── Entries supplied
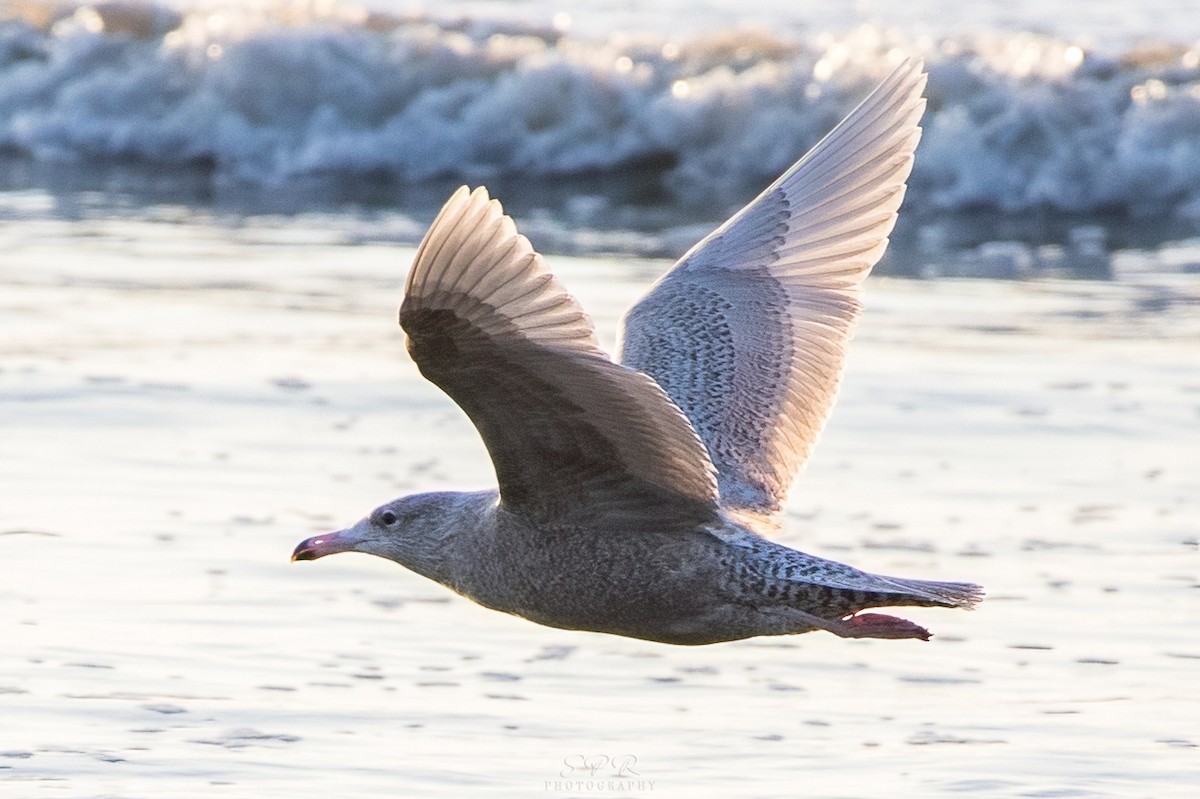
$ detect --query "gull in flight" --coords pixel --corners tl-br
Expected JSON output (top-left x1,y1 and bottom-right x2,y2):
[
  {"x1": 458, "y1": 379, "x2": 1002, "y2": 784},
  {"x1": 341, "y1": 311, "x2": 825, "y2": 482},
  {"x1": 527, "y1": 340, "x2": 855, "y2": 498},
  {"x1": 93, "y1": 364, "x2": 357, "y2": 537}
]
[{"x1": 292, "y1": 59, "x2": 982, "y2": 644}]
────
● Written task
Output every line of the entries above with no changes, leaving out the pictures.

● Solution
$ detect --query "gull in flight" --coords pixel --corners tl-br
Expected JSON output (top-left x1,y1 and bottom-right x2,y2):
[
  {"x1": 458, "y1": 379, "x2": 1002, "y2": 784},
  {"x1": 341, "y1": 311, "x2": 825, "y2": 482},
  {"x1": 527, "y1": 340, "x2": 855, "y2": 498},
  {"x1": 93, "y1": 364, "x2": 357, "y2": 537}
]
[{"x1": 292, "y1": 59, "x2": 982, "y2": 644}]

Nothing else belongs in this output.